WHAT TO PRODUCE - Report every line of the items below that contains the string "negative", matching case exactly.

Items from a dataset
○ ○ ○ ○
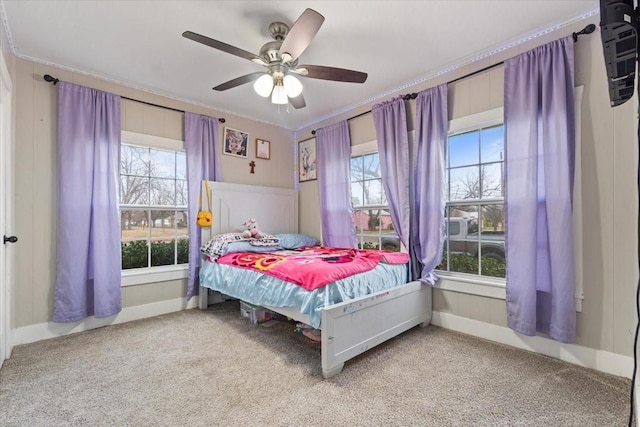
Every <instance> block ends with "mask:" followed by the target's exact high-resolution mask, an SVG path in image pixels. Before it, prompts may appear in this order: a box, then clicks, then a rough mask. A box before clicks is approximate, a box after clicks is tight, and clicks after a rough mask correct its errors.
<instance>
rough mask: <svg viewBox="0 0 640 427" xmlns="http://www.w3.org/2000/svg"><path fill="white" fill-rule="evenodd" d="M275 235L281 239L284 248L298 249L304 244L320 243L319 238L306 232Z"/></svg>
mask: <svg viewBox="0 0 640 427" xmlns="http://www.w3.org/2000/svg"><path fill="white" fill-rule="evenodd" d="M275 237H276V239H278V240H279V241H280V247H281V248H283V249H298V248H302V247H304V246H317V245H319V244H320V241H319V240H318V239H316V238H315V237H311V236H307V235H306V234H298V233H284V234H276V235H275Z"/></svg>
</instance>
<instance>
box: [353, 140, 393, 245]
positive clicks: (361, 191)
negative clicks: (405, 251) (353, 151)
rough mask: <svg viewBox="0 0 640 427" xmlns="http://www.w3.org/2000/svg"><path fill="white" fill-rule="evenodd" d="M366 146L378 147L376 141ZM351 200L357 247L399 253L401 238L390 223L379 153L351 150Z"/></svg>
mask: <svg viewBox="0 0 640 427" xmlns="http://www.w3.org/2000/svg"><path fill="white" fill-rule="evenodd" d="M363 145H367V146H368V147H375V148H374V149H375V150H377V145H376V143H375V141H373V143H368V144H363ZM356 147H359V146H356ZM361 150H362V148H361ZM354 151H355V147H354ZM351 203H352V206H353V222H354V224H355V226H356V236H357V239H358V247H359V248H362V249H385V250H389V251H395V252H399V251H400V238H399V236H398V233H396V231H395V229H394V227H393V223H392V222H391V214H390V213H389V204H388V202H387V197H386V195H385V193H384V188H383V186H382V176H381V175H380V159H379V157H378V153H377V152H376V153H369V154H363V155H358V154H354V153H352V157H351Z"/></svg>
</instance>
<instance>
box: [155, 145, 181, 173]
mask: <svg viewBox="0 0 640 427" xmlns="http://www.w3.org/2000/svg"><path fill="white" fill-rule="evenodd" d="M150 169H151V170H150V175H151V176H152V177H159V178H175V176H176V153H175V151H165V150H154V149H153V148H152V149H151V166H150Z"/></svg>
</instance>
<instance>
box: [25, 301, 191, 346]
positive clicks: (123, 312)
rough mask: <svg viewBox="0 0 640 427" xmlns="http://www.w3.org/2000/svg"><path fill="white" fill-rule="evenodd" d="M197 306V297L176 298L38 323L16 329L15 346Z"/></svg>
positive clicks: (31, 342)
mask: <svg viewBox="0 0 640 427" xmlns="http://www.w3.org/2000/svg"><path fill="white" fill-rule="evenodd" d="M197 306H198V298H197V297H195V298H191V299H190V300H189V301H187V299H186V298H175V299H172V300H167V301H160V302H154V303H150V304H142V305H136V306H133V307H125V308H123V309H122V311H121V312H120V313H118V314H117V315H115V316H110V317H104V318H95V317H93V316H91V317H87V318H86V319H84V320H79V321H77V322H70V323H57V322H46V323H38V324H35V325H29V326H23V327H20V328H16V329H14V330H13V340H12V341H13V345H20V344H28V343H32V342H36V341H40V340H44V339H49V338H55V337H60V336H63V335H69V334H75V333H76V332H82V331H88V330H90V329H95V328H101V327H103V326H108V325H117V324H118V323H125V322H131V321H133V320H140V319H146V318H148V317H154V316H159V315H161V314H167V313H173V312H175V311H181V310H186V309H189V308H196V307H197Z"/></svg>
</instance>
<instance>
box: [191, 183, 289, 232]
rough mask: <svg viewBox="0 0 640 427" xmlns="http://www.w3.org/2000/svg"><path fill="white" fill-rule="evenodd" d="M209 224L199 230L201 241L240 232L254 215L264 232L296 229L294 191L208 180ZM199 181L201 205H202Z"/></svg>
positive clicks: (204, 193) (283, 188) (204, 189)
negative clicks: (225, 233)
mask: <svg viewBox="0 0 640 427" xmlns="http://www.w3.org/2000/svg"><path fill="white" fill-rule="evenodd" d="M208 184H209V190H210V195H211V210H212V213H213V225H212V226H211V228H203V229H202V242H206V241H207V240H209V239H211V237H213V236H215V235H217V234H221V233H234V232H240V231H242V228H243V227H242V223H243V222H244V220H245V219H247V218H255V219H256V220H257V221H258V224H259V225H260V229H261V230H262V231H263V232H265V233H268V234H280V233H297V232H298V191H297V190H294V189H290V188H276V187H263V186H258V185H244V184H231V183H226V182H215V181H209V182H208ZM205 191H206V189H205V185H204V182H203V184H202V194H203V197H202V202H203V203H202V204H203V206H206V205H205V203H206V202H205V200H206V199H205V197H204V194H205Z"/></svg>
○ ○ ○ ○
SOLUTION BELOW -
negative clicks: (405, 251) (353, 151)
negative clicks: (225, 233)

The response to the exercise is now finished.